SUPPLIED MATERIAL:

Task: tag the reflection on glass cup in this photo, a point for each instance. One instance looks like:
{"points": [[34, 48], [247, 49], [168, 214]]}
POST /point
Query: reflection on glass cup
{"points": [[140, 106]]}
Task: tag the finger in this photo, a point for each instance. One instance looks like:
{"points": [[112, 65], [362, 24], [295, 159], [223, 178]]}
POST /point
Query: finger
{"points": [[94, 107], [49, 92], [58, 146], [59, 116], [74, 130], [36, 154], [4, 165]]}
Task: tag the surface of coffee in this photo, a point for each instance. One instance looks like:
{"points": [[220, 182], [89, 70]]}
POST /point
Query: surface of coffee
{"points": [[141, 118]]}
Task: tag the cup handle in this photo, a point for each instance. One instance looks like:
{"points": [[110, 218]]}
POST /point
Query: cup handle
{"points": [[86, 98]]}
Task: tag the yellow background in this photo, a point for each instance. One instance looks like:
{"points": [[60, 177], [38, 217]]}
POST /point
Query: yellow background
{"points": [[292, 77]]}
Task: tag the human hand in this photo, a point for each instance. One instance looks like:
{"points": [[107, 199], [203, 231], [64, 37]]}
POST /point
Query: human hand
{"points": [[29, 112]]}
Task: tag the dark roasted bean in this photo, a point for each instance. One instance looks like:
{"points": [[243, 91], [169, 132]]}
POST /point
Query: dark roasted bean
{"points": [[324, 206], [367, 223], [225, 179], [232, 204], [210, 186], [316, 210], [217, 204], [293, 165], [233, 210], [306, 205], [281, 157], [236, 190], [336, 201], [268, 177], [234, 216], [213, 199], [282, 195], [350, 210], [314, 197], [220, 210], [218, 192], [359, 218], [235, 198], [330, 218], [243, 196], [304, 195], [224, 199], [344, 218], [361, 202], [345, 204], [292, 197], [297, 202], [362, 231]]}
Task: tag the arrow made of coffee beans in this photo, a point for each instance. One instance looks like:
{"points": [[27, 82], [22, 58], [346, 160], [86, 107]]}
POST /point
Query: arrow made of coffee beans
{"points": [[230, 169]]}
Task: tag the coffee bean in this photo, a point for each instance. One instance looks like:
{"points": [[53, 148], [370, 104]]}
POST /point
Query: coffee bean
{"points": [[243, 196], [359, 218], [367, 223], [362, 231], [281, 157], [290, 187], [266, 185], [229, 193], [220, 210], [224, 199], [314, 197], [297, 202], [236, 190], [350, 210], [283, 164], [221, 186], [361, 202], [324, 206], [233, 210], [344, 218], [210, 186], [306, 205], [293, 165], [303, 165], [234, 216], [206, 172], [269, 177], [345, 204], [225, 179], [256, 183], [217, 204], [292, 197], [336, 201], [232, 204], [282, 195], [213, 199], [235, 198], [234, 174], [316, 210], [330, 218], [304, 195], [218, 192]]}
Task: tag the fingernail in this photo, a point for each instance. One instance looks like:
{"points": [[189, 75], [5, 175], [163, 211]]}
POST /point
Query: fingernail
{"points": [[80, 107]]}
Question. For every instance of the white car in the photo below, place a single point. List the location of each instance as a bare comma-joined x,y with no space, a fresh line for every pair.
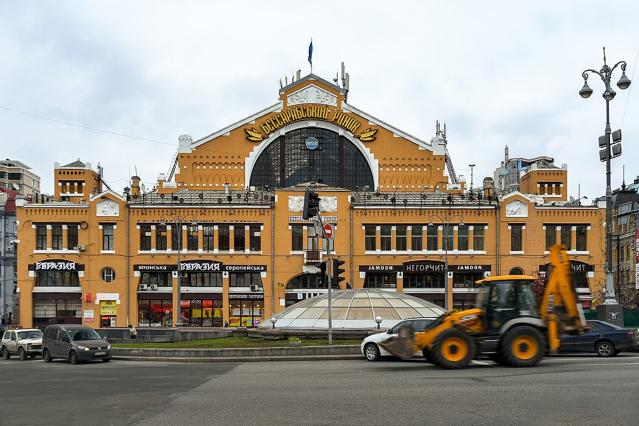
370,346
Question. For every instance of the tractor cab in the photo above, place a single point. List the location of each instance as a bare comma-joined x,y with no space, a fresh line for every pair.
506,298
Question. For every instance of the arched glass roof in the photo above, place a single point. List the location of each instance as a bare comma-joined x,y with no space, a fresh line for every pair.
355,309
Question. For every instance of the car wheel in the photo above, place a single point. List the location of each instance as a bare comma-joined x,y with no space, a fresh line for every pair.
371,352
605,349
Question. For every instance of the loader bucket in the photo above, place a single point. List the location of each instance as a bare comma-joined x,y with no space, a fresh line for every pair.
402,344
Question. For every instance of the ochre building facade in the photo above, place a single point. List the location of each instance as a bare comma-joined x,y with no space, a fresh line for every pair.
222,236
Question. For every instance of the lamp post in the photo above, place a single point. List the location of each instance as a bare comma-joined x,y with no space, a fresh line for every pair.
446,219
610,310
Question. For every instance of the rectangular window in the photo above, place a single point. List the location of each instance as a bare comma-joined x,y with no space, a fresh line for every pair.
297,233
416,238
566,236
462,237
239,238
191,237
41,237
145,237
107,237
551,236
208,234
516,238
255,234
431,238
370,233
223,235
478,237
386,237
160,237
56,236
582,238
72,237
400,237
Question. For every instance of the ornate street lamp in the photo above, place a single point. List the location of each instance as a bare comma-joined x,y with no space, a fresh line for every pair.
611,310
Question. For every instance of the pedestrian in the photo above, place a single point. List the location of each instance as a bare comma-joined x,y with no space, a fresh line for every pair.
133,333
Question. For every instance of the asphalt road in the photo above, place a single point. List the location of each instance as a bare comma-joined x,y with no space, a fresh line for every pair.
562,390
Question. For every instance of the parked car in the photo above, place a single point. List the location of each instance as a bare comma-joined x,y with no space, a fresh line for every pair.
604,339
75,343
370,347
22,342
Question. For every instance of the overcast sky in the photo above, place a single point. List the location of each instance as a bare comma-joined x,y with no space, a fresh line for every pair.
496,72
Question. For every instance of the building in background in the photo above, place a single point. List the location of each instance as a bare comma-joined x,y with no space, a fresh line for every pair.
8,246
221,238
18,177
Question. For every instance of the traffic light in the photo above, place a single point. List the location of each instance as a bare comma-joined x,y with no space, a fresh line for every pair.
311,205
338,270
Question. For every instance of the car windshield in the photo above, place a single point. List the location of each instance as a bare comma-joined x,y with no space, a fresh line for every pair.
84,334
30,334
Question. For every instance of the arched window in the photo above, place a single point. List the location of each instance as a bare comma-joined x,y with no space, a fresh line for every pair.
328,158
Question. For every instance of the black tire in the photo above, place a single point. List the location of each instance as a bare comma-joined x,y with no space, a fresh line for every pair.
522,347
371,352
453,349
605,349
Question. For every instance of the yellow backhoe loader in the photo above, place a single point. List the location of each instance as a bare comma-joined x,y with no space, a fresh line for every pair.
506,323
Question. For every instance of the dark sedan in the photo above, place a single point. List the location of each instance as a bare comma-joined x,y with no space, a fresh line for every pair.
604,339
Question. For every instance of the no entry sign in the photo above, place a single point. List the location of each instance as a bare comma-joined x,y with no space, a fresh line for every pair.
328,231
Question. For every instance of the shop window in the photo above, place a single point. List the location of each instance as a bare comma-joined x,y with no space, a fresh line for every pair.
56,236
566,236
145,237
108,274
255,234
385,237
516,238
380,280
370,235
416,238
191,237
462,237
478,237
160,237
224,237
107,237
239,238
432,242
551,236
208,237
400,237
582,238
41,237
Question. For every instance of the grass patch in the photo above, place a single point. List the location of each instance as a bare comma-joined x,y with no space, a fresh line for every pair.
235,342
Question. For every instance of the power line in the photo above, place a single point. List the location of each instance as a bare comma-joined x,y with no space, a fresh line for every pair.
81,126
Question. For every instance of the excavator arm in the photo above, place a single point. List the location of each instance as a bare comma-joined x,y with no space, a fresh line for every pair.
559,307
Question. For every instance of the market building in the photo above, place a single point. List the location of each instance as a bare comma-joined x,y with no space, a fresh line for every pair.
222,236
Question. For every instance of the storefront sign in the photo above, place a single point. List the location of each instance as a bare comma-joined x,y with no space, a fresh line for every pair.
200,266
381,268
304,112
56,265
424,267
244,268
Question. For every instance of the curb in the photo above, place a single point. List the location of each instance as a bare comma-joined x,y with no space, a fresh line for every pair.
239,359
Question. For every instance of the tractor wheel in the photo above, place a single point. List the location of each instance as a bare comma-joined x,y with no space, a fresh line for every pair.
453,349
522,347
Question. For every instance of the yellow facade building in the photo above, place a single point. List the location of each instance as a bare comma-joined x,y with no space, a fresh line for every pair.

GOAL OF THE EXERCISE:
A word-for-word copy of the entries above is what is needed, without any images.

WRITTEN ANSWER:
Task: tag the reflection on glass cup in this photo, a point for each instance. One instance looks like:
{"points": [[34, 48], [247, 49], [168, 214]]}
POST /point
Query: reflection on glass cup
{"points": [[140, 106]]}
Task: tag the finger in this photo, a point for each instance. One instance looks like:
{"points": [[112, 65], [362, 24], [295, 159], [223, 178]]}
POST /point
Query: finger
{"points": [[94, 107], [49, 92], [58, 146], [59, 116], [74, 130], [36, 154], [4, 165]]}
Task: tag the surface of coffee in this photo, a point for each instance. One instance looks like:
{"points": [[220, 182], [89, 70]]}
POST /point
Query: surface of coffee
{"points": [[141, 118]]}
Task: tag the cup handle in this photo, a point for each instance. One instance looks like:
{"points": [[110, 218]]}
POST /point
Query: cup handle
{"points": [[86, 98]]}
Task: tag the yellow background in this photo, a point for each instance. One instance looks like:
{"points": [[60, 177], [38, 217]]}
POST /point
Query: yellow background
{"points": [[292, 77]]}
Task: tag the human hand in this photo, a point for each instance. One instance looks like:
{"points": [[107, 199], [203, 231], [64, 37]]}
POST /point
Query: human hand
{"points": [[29, 112]]}
Task: tag the dark roasted bean in this photo, a point for each instance. One instance looks like:
{"points": [[243, 91], [169, 132]]}
POST /point
Query: dark roasted bean
{"points": [[324, 206], [367, 223], [225, 179], [232, 204], [210, 186], [316, 210], [217, 204], [293, 165], [233, 210], [306, 205], [281, 157], [236, 190], [336, 201], [268, 177], [234, 216], [213, 199], [282, 195], [350, 210], [314, 197], [220, 210], [218, 192], [359, 218], [235, 198], [330, 218], [243, 196], [304, 195], [224, 199], [344, 218], [361, 202], [345, 204], [292, 197], [297, 202], [362, 231]]}
Task: tag the arrow made of coffee beans in this photo, a point for each instance. One instance looks like:
{"points": [[27, 82], [22, 58], [346, 160], [86, 107]]}
POST /point
Query: arrow made of coffee beans
{"points": [[230, 169]]}
Task: tag the coffee bean in this photo, a point for each instance. One instance looks like:
{"points": [[53, 148], [370, 104]]}
POST /point
Query: coffee bean
{"points": [[243, 196], [359, 218], [367, 223], [362, 231], [281, 157], [290, 187], [266, 185], [229, 193], [220, 210], [224, 199], [314, 197], [297, 202], [236, 190], [350, 210], [283, 164], [221, 186], [361, 202], [324, 206], [233, 210], [344, 218], [210, 186], [306, 205], [293, 165], [303, 165], [234, 216], [206, 172], [269, 177], [345, 204], [225, 179], [256, 183], [217, 204], [292, 197], [336, 201], [232, 204], [282, 195], [213, 199], [235, 198], [234, 174], [316, 210], [330, 218], [304, 195], [218, 192]]}
Task: tag the fingernail in this photo, a point for each instance. One instance looks like:
{"points": [[189, 75], [5, 175], [163, 211]]}
POST /point
Query: fingernail
{"points": [[80, 107]]}
Question. For every instance of the white car in the photo below, place a single point. List the location of each instance as a bare comma-joined x,y with no space, a fresh line for every pair.
370,346
Question. For every instance of the tractor cab in the photo above, place a single point. List the location of each instance as a bare comma-joined x,y with no space, a fresh line for every pair.
506,298
Question. For every instance of the arched glass roof in the photo above, place a single point. List the location of each instance as a bare comma-joined x,y with no space, a fresh line for every pair.
355,309
Question. For every instance of the car wheel in the photo above, place a single point. List the location of each instance as a bare comma-joined x,y with no space, a fresh line for every pair.
371,352
605,349
Question. For every instance of the loader bucket in the photo above, place a single point. List the location of each instance as a bare comma-joined x,y with no space, a fresh line for every pair.
402,344
Question. For every instance of the ochre building facade in the photo above, place a single point. List the location of each instance as a bare comma-joined x,y with no space, a fresh line for every pair.
222,236
Question. For every instance of the lamp post in the photo above, place a single point. List the location of each instance as a bare comma-joined x,y with no space, a fresh line for every pair.
446,219
610,310
Question. For every instance of the rectangular window in the photo above, place a single point. List the location of each instance as a bare comma-joined x,y with no space, a fresh line for every pair.
297,233
416,238
566,236
462,237
239,238
191,237
41,237
145,237
107,237
551,236
208,234
516,238
255,234
431,238
370,233
223,235
478,237
386,237
160,237
56,236
582,238
72,237
400,237
Question. For every instance of the ornate street lamp in the photo above, place a single point. List the location of each instance as a bare comma-joined x,y with no space, a fresh line for every pair.
611,310
Question. For every instance of the pedestrian in the photo above, place a single point. List the location of each instance as a bare comma-joined x,y with no space, a fresh line for every pair.
133,333
Question. For every instance of the asphalt road in the photo above, place a single point. List the location of each instance as a bare comma-joined x,y with no space, a fresh line for every pair.
562,390
Question. For every instance of the parked car in the photo above, place a single point. List the location of each instance as a bare comma-joined x,y with no space, a fresh line for every pair.
604,339
75,343
370,347
22,342
Question. For every instance of the overcast sky in the photo above, place a single point. List the location of each instance as a bare comma-joined x,y with no space, a fresh line for every pair.
496,72
Question. For every instance of the building in background in the photo above, place a single point. List the location of each instance as a bare comma-joined x,y with no space, a fresh line for every pair.
8,246
221,238
18,177
Question. For every instance of the traffic light in the photo above, place a single point. List the location of each instance as a bare comma-joined x,y with no space, a fresh line for every pair.
311,205
338,270
Question. For every instance of the car windshield in the photo above, place a single point. List the location of each instance as a bare comma-joined x,y with no space, a fresh line for every pair.
84,334
30,334
Question. For every instance of the arched window in the photo above, place a single point. List the location of each instance as a bare comma-joined x,y with no space, a fresh line for every pair.
328,158
Question. For every instance of the black tire in the photo above, place a single point. List the location of each instance as a bare comma-joined x,y with no space, a fresh line for every pair.
522,347
371,352
453,349
605,349
Question. For every instance of the yellow backhoe loader in the photo above, place a single point. List the location of each instance as a bare comma-joined x,y with no space, a fresh line for every pair.
506,323
Question. For every instance of the dark sedan in the photo above, place a single point. List the location of each instance as a bare comma-joined x,y with no space, a fresh line for every pair.
604,339
Question. For every instance of the no entry sign in the photo above, place a single point. List the location of each instance as a bare comma-joined x,y with no space, a fresh line for every pair.
328,231
Question. For every instance of the shop window in the photo above, place a single point. List the location of each instance as a bare comma-joined x,y with no space, a fresh line for every pair.
56,236
566,236
145,237
108,274
255,234
385,237
516,238
380,280
370,235
416,238
191,237
462,237
478,237
160,237
224,237
107,237
239,238
432,242
551,236
208,237
400,237
582,238
41,237
Question. For every instance of the grass patch in the photo above, place a single point. List the location of each instance as a bare comma-joined x,y with no space, a fresh line for every pair.
235,342
Question. For every instance of the power line in the photo above, place a single point. List the location of each instance as a bare comma-joined x,y with no space, a fresh line for every pair.
81,126
Question. For every instance of the excavator arm in the photo above, place a single point. List the location of each instance as a bare comma-joined x,y with no space, a fresh line for every pair.
559,307
Question. For every instance of the market building in the photo above, place a single point. List the location of each instance as a bare comma-joined x,y with no space, a fresh line for every pair.
222,236
Question. For every instance of the storefront sign in the photo above, place a single point. List the location of each instance as a bare comma-joined x,y with no space, a fresh line for every pair.
200,266
381,268
304,112
56,265
424,267
244,268
Question. For every instance of the curb in the photo above, place a single point. List the location of each instance as a bare comma-joined x,y with no space, a fresh line for every pair.
239,359
Question. For every instance of the tractor wheel in the photo above, place a single point. List the location of each instance as a bare comma-joined x,y with no space, a fresh line for every pair.
453,349
522,347
Question. For every instance of the yellow facade building in the photo above, place a single point. List the location of each instance as a bare comma-joined x,y with no space, a fresh line for every pair.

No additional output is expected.